(Dataset records)
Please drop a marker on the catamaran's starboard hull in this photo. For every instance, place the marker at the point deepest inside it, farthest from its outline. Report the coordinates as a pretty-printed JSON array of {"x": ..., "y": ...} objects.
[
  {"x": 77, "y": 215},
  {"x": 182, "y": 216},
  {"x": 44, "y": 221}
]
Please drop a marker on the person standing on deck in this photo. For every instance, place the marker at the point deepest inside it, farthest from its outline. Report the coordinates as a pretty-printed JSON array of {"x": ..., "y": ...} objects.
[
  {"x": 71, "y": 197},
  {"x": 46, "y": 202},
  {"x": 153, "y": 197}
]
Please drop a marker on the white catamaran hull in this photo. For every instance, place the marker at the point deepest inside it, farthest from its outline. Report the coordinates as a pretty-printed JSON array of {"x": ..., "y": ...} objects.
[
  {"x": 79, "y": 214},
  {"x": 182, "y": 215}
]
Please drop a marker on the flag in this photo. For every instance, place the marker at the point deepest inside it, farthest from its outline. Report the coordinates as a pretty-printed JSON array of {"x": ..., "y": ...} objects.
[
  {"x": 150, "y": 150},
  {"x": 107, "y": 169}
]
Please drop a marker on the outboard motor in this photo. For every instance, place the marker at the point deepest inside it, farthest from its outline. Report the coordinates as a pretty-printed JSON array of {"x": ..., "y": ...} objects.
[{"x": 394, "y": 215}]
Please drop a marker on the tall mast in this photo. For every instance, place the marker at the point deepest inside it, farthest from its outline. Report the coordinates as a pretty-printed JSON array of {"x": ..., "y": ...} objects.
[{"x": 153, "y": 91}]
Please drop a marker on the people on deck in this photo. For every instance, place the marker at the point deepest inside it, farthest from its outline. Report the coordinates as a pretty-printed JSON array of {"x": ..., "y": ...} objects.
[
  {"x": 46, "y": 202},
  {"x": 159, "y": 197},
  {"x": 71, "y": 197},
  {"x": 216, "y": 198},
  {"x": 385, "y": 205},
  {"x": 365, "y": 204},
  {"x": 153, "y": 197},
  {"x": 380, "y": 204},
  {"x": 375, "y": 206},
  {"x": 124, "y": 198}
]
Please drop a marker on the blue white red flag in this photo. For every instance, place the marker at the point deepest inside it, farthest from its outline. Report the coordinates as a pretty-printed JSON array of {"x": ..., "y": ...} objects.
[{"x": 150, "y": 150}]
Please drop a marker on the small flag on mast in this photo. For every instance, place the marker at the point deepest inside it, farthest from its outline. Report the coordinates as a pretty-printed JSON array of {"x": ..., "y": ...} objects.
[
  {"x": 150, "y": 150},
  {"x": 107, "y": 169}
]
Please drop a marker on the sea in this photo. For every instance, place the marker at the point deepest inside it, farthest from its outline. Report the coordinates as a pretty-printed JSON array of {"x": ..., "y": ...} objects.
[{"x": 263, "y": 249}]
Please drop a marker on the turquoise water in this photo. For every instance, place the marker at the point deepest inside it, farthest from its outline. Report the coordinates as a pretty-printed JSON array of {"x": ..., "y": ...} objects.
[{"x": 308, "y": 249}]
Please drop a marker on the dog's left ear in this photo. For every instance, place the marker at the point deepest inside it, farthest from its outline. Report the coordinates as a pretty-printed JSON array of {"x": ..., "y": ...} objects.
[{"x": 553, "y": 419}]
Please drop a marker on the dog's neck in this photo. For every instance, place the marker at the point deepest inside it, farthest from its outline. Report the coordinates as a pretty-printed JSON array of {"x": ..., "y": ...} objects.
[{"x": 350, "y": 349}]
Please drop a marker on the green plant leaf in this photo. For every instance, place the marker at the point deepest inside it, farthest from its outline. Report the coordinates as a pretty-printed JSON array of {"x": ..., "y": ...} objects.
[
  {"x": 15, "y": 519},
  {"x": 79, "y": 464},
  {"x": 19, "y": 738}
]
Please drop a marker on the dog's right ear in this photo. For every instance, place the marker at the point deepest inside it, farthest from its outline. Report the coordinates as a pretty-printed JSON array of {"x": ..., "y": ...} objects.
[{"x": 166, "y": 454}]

TASK INSTRUCTIONS: Write out, exactly as they appear, the lines from the one containing "Please drop a marker on the turquoise" through the last line of the records above, both included, and nothing more.

TASK SOLUTION:
Please drop a marker on the turquoise water in this photo. For every instance, place the marker at the point deepest inside it, farthest from its outline. Report the coordinates as a pretty-printed JSON array of {"x": ..., "y": ...} objects.
[{"x": 308, "y": 249}]
Please drop a marker on the dog's left ear in this photo. For every instance, place the marker at the point deepest inside it, farthest from its outline. Report the coordinates as a pretty-printed JSON array of {"x": ..., "y": ...} objects.
[{"x": 553, "y": 419}]
Please drop a marker on the dog's neck in this photo. For every instance, place the marker at the point deepest inside it, farthest from its outline. Report the coordinates as a pretty-printed JSON array of {"x": ..., "y": ...} objects.
[{"x": 350, "y": 349}]
Please drop a marker on the green plant leaf in this photo. For every instance, place the marker at the point deepest inside it, farthest from its outline. Report the coordinates as a pretty-printed JSON array of {"x": ..., "y": ...} objects.
[
  {"x": 15, "y": 519},
  {"x": 79, "y": 464},
  {"x": 19, "y": 738}
]
Please drop a marker on the dog's right ear in this photo. For every instance, place the marker at the point deepest inside it, farthest from its outline. Report the coordinates as a pretty-printed JSON array of {"x": ..., "y": ...} objects.
[{"x": 166, "y": 454}]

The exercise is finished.